### EXERCISE REQUIREMENTS
Repeat exactly, and only, the lines from the one containing "[point] funnel-shaped mushroom" through the last line of the data below.

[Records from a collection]
- Opening Delimiter -

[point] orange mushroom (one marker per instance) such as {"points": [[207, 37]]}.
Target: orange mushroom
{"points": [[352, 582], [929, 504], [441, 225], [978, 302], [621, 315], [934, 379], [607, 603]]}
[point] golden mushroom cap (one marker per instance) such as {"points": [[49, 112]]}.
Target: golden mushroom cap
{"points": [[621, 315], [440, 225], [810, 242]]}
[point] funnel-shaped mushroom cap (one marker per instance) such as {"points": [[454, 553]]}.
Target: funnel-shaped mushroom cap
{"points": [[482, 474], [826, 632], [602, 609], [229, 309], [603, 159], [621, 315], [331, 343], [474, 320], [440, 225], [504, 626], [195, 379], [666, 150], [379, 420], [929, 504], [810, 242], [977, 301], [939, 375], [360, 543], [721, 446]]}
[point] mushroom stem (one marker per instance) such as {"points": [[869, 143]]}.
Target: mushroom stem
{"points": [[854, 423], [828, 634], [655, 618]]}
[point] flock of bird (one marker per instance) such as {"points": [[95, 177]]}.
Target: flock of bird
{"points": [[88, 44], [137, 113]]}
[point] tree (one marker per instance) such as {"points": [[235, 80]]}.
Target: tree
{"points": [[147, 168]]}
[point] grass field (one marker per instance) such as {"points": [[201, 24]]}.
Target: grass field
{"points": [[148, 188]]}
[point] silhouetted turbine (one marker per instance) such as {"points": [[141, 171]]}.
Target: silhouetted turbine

- Closing Delimiter -

### ANSWER BOX
[point] funnel-shaped mushroom cap (one marker per instance) such as {"points": [[454, 553]]}.
Target: funnel-shaped mushroom cap
{"points": [[482, 474], [826, 632], [602, 609], [229, 309], [603, 159], [621, 315], [331, 343], [474, 320], [440, 225], [504, 626], [195, 379], [666, 150], [379, 420], [929, 504], [810, 242], [977, 301], [939, 375], [360, 543], [721, 446]]}
[point] mushroom stem (one marker per instance) such as {"points": [[869, 143]]}.
Target: mushroom stem
{"points": [[854, 423], [828, 634], [655, 618]]}
[point] flock of bird (one marker per instance) such as {"points": [[95, 177]]}.
Target: flock of bird
{"points": [[88, 44], [137, 113]]}
[point] tree (one marker per instance) such as {"points": [[235, 80]]}.
Target: tree
{"points": [[147, 168]]}
[point] grass field (one marker per instance) such as {"points": [[201, 24]]}.
Target: grass field
{"points": [[148, 188]]}
[point] silhouetted turbine (one marker per instance) such as {"points": [[141, 171]]}.
Target: silhouetted turbine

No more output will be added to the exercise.